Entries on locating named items
=-=-=

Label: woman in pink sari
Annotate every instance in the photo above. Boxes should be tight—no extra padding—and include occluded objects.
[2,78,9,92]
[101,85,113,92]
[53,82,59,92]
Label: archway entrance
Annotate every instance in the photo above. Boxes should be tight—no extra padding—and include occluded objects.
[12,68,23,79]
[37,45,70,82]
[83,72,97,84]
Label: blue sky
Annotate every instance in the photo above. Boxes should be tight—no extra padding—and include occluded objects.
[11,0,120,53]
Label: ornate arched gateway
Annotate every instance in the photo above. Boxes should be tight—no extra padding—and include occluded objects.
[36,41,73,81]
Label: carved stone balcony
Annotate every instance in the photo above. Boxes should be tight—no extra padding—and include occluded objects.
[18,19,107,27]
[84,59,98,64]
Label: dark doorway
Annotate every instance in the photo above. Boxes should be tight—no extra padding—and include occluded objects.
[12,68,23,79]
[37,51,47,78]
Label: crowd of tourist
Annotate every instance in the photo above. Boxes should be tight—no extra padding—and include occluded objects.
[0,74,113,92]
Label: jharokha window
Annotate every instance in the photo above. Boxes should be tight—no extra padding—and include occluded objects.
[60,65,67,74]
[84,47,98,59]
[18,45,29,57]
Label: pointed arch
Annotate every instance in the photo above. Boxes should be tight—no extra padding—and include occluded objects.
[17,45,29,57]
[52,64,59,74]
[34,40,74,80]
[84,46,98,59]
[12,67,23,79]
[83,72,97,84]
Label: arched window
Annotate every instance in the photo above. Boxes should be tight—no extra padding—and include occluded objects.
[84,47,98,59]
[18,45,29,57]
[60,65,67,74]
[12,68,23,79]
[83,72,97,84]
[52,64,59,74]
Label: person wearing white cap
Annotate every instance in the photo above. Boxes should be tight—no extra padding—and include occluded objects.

=-=-=

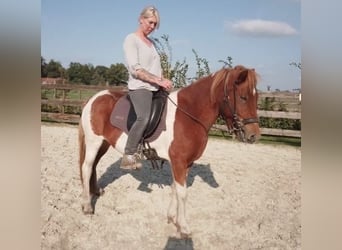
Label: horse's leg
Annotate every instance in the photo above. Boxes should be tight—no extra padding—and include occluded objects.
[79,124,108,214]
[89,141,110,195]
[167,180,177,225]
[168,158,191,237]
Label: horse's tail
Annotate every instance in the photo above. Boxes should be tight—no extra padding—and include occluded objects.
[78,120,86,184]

=-=-=

WHAT YOU WILL DO: Copy out, word for word, the part of the items above that opens with the line containing "Label: carved stone balcony" and closes with the line containing "[37,51,47,78]", including both of those lines.

COMPLETE RESPONSE:
Label: carved stone balcony
Annotate every instance in the photo above. Boxes should be tight—no extra padding—and include occluded objects.
[18,19,107,27]
[84,59,98,64]
Label: dark doorway
Annotate every instance in the photo above. Boxes should be tight—no extra padding—and include occluded objects.
[12,68,23,79]
[37,51,47,78]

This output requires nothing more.